** START **

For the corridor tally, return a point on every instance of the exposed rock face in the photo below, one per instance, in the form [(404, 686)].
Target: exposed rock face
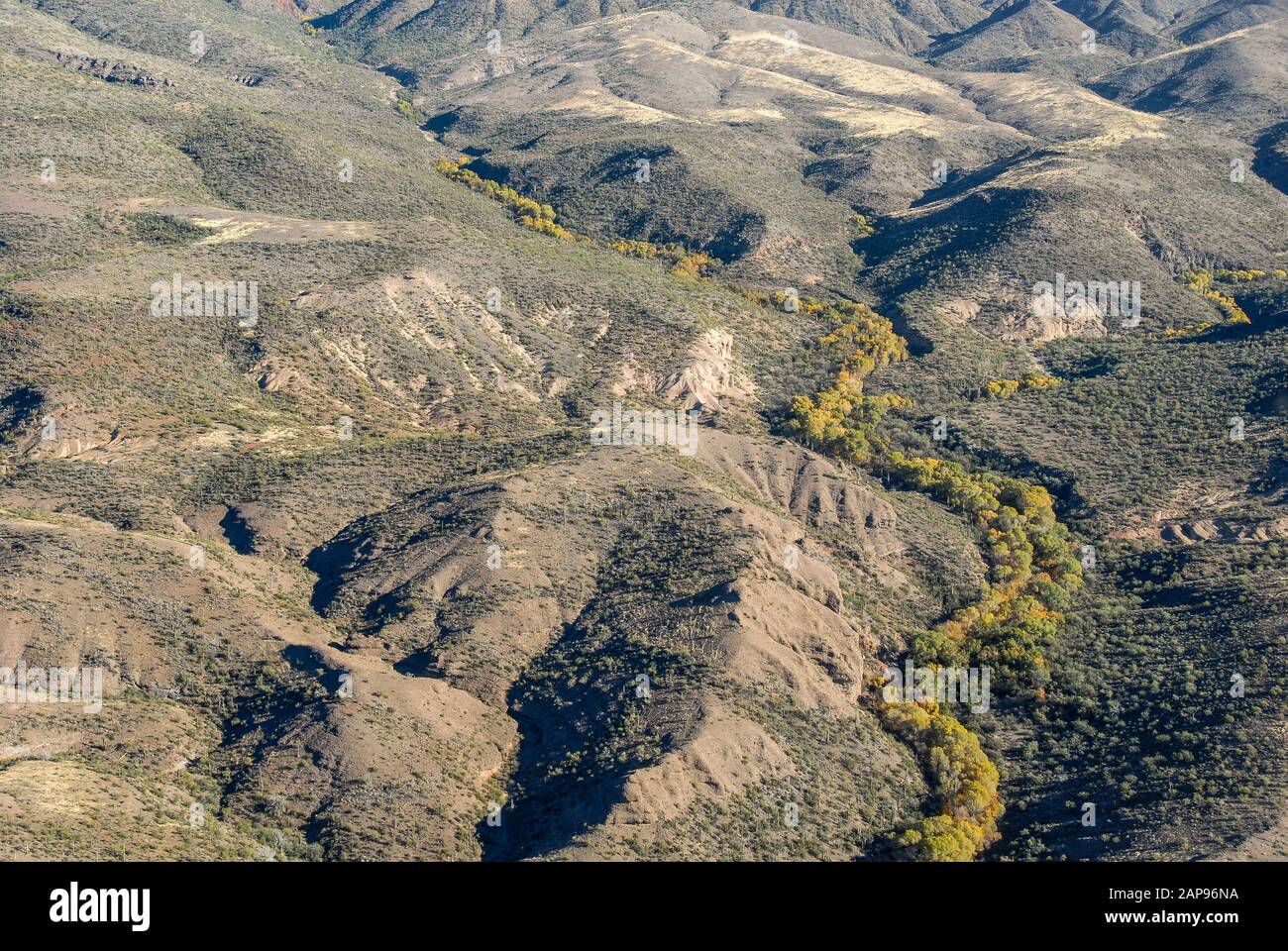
[(1051, 320), (708, 373), (110, 71)]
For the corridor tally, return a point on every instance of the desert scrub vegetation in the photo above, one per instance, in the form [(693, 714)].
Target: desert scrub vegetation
[(1008, 388)]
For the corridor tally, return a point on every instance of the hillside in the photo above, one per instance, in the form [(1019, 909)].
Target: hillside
[(361, 571)]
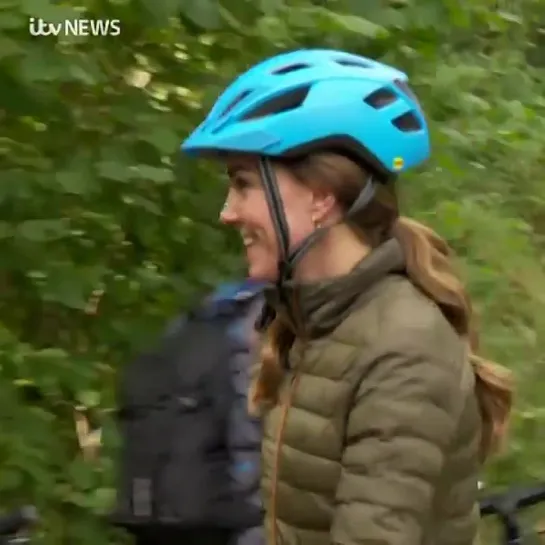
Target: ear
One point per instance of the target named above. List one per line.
(323, 206)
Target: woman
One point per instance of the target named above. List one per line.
(377, 414)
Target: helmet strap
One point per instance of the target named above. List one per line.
(288, 260)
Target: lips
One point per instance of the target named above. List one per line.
(248, 238)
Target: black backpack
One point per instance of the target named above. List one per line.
(174, 406)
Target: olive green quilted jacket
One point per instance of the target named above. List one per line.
(375, 438)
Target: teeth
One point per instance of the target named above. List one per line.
(248, 239)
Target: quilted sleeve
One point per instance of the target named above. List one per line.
(399, 428)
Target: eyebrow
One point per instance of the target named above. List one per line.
(232, 171)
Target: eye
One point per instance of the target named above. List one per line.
(241, 183)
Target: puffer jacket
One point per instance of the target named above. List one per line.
(375, 438)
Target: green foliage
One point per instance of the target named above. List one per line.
(105, 232)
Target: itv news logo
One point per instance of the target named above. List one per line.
(75, 27)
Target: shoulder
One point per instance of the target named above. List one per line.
(402, 330)
(398, 313)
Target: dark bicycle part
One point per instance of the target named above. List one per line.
(506, 505)
(18, 520)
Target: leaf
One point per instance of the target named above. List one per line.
(358, 25)
(204, 13)
(114, 171)
(43, 230)
(162, 138)
(154, 174)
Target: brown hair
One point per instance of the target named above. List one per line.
(429, 267)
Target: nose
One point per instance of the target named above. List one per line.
(228, 214)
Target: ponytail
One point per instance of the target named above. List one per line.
(429, 267)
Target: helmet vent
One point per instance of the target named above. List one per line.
(381, 98)
(354, 63)
(236, 101)
(290, 68)
(407, 122)
(277, 105)
(405, 89)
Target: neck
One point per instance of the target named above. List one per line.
(336, 254)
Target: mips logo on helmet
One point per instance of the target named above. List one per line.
(75, 27)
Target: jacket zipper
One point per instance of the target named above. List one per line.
(283, 419)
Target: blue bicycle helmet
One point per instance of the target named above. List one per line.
(297, 102)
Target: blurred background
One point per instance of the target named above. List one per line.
(105, 232)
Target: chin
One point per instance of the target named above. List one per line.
(262, 272)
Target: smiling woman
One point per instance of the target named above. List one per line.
(377, 414)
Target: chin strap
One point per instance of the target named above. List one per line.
(288, 258)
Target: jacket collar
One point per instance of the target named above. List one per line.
(316, 309)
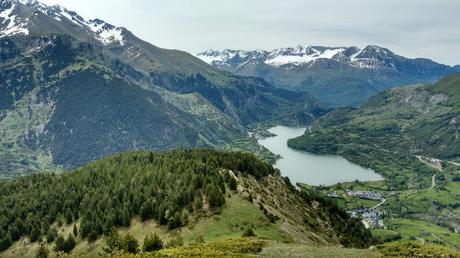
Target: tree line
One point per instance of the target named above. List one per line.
(165, 186)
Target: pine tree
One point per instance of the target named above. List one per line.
(130, 244)
(75, 230)
(42, 251)
(152, 243)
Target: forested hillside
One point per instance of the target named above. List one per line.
(174, 189)
(409, 135)
(71, 93)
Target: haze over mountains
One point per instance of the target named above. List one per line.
(75, 90)
(337, 76)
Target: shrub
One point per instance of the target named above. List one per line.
(152, 243)
(248, 233)
(42, 251)
(130, 244)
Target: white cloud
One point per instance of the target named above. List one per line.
(415, 28)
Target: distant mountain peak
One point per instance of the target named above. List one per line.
(18, 16)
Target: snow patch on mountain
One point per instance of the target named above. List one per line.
(301, 56)
(107, 33)
(370, 57)
(11, 24)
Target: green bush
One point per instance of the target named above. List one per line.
(152, 242)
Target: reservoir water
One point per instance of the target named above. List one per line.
(303, 167)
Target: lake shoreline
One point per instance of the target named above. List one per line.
(308, 168)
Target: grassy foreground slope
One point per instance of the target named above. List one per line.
(194, 195)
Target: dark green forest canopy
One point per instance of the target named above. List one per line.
(164, 186)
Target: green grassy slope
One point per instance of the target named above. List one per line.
(195, 194)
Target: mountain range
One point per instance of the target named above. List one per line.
(74, 90)
(337, 76)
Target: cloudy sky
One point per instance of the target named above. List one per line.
(413, 28)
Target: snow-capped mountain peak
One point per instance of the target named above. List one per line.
(368, 57)
(10, 23)
(18, 16)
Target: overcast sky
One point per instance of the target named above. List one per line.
(412, 28)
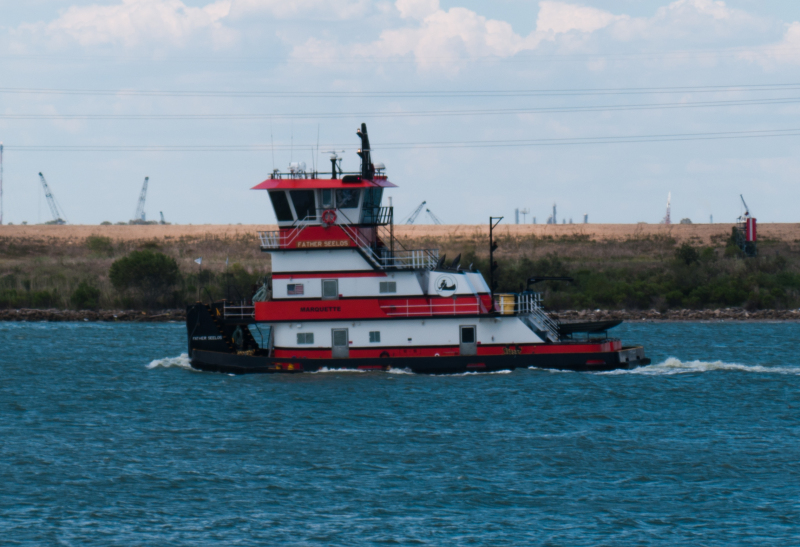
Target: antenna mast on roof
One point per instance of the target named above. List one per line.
(667, 218)
(1, 183)
(367, 169)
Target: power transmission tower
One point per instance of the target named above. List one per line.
(139, 217)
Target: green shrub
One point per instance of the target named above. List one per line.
(100, 245)
(85, 297)
(149, 274)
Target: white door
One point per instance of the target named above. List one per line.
(340, 343)
(469, 341)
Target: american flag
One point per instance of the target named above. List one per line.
(295, 289)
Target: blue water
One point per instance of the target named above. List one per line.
(103, 441)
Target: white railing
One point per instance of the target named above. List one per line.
(529, 307)
(278, 239)
(432, 308)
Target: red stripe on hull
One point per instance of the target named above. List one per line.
(448, 351)
(332, 275)
(369, 308)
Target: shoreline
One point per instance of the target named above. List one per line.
(567, 316)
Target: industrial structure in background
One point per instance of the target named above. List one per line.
(412, 218)
(140, 217)
(745, 232)
(552, 219)
(55, 209)
(668, 217)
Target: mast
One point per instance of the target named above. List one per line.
(1, 183)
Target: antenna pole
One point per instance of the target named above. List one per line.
(1, 183)
(272, 145)
(492, 247)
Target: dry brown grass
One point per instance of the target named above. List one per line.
(698, 233)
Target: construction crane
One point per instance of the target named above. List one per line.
(434, 218)
(140, 217)
(746, 209)
(413, 216)
(55, 210)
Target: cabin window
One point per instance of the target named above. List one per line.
(304, 204)
(330, 289)
(387, 287)
(347, 199)
(372, 203)
(327, 199)
(372, 197)
(281, 206)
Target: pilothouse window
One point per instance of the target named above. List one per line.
(388, 287)
(327, 199)
(281, 205)
(347, 199)
(303, 201)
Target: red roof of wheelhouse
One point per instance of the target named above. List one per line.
(314, 184)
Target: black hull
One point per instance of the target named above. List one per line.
(232, 363)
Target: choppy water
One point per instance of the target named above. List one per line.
(106, 438)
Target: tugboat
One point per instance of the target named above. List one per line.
(345, 294)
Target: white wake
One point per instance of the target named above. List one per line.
(675, 366)
(182, 361)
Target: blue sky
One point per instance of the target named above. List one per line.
(340, 62)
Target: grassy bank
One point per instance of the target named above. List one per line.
(640, 269)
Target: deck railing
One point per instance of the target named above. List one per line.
(240, 310)
(431, 308)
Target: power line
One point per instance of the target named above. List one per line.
(405, 94)
(404, 114)
(621, 139)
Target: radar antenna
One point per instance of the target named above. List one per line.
(367, 169)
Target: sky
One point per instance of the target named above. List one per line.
(602, 107)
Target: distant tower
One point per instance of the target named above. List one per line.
(667, 218)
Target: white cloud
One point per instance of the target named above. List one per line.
(416, 9)
(787, 51)
(311, 9)
(560, 17)
(134, 22)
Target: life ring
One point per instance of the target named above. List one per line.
(329, 217)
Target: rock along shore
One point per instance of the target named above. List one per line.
(163, 316)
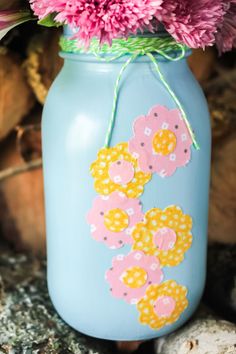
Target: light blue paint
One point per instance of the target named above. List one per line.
(75, 121)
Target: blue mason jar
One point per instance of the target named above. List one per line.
(126, 223)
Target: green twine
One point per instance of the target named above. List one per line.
(166, 47)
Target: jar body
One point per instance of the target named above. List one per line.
(75, 122)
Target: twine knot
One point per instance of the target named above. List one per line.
(164, 47)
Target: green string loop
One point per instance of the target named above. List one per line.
(164, 47)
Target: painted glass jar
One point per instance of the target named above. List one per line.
(126, 223)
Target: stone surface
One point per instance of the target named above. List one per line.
(28, 322)
(202, 336)
(220, 292)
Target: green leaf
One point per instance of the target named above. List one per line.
(49, 21)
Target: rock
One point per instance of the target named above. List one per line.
(16, 99)
(28, 322)
(220, 292)
(201, 336)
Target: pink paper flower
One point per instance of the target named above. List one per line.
(104, 19)
(161, 141)
(193, 23)
(130, 275)
(226, 35)
(113, 217)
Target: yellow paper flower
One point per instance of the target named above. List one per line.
(165, 234)
(162, 304)
(117, 170)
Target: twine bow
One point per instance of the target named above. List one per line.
(165, 47)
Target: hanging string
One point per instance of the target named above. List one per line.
(165, 47)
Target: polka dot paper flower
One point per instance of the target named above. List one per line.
(130, 275)
(112, 219)
(161, 141)
(165, 234)
(163, 304)
(116, 170)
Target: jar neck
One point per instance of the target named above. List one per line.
(146, 45)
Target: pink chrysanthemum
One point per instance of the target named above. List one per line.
(103, 19)
(226, 35)
(193, 23)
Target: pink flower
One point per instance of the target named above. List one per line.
(161, 141)
(113, 217)
(226, 35)
(193, 23)
(103, 19)
(130, 275)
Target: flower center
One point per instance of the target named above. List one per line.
(134, 277)
(164, 142)
(116, 220)
(121, 172)
(164, 306)
(165, 238)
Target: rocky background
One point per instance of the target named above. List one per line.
(28, 323)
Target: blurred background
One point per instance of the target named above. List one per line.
(29, 62)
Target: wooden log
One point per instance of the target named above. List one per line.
(222, 215)
(21, 201)
(16, 98)
(43, 63)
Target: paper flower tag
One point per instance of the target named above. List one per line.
(161, 141)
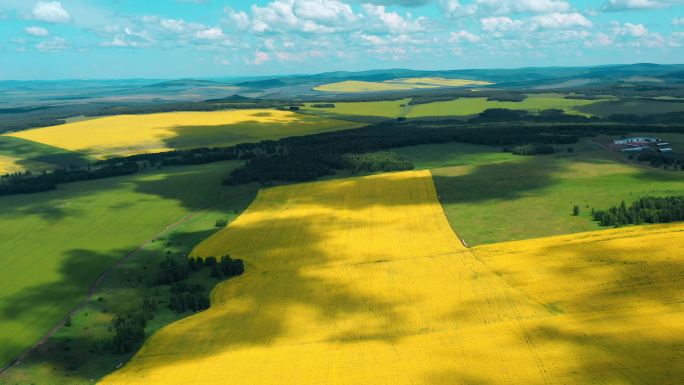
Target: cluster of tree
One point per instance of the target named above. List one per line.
(129, 327)
(644, 210)
(171, 271)
(312, 156)
(450, 94)
(188, 297)
(27, 182)
(531, 149)
(385, 161)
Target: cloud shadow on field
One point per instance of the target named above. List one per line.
(87, 354)
(496, 181)
(621, 325)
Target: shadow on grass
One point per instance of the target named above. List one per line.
(27, 152)
(496, 181)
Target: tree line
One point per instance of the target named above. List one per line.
(644, 210)
(312, 156)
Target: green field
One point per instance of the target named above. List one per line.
(634, 107)
(532, 197)
(28, 155)
(55, 244)
(474, 106)
(384, 109)
(121, 290)
(452, 154)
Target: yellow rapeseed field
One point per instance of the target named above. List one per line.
(361, 281)
(396, 85)
(131, 134)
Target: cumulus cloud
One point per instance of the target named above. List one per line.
(215, 33)
(392, 21)
(238, 20)
(260, 57)
(50, 12)
(599, 40)
(462, 35)
(498, 24)
(454, 8)
(36, 31)
(560, 21)
(635, 5)
(629, 29)
(56, 44)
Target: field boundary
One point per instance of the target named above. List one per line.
(105, 274)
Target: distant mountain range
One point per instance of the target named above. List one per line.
(32, 93)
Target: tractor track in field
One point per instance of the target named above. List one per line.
(96, 285)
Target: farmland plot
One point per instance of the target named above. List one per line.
(361, 281)
(132, 134)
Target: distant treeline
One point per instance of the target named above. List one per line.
(129, 326)
(27, 182)
(533, 149)
(644, 210)
(309, 157)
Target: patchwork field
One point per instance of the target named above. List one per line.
(633, 106)
(473, 106)
(362, 281)
(385, 109)
(55, 244)
(530, 197)
(130, 134)
(351, 86)
(19, 154)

** END **

Exercise goal -> Copy the records word for word from the first line through the line that contains "[(1008, 388)]", including that line, and leave out the pictures.

Result ->
For the corridor tally, return a point on every instance of the exposed rock face in the photo below, one per instance, in the form [(404, 686)].
Target: exposed rock face
[(1051, 320), (708, 373), (110, 71)]
For the corridor tally, return a point on every instance of the desert scrub vegetation in the photo above, one per instance, in the form [(693, 714)].
Target: desert scrub vegetation
[(1008, 388)]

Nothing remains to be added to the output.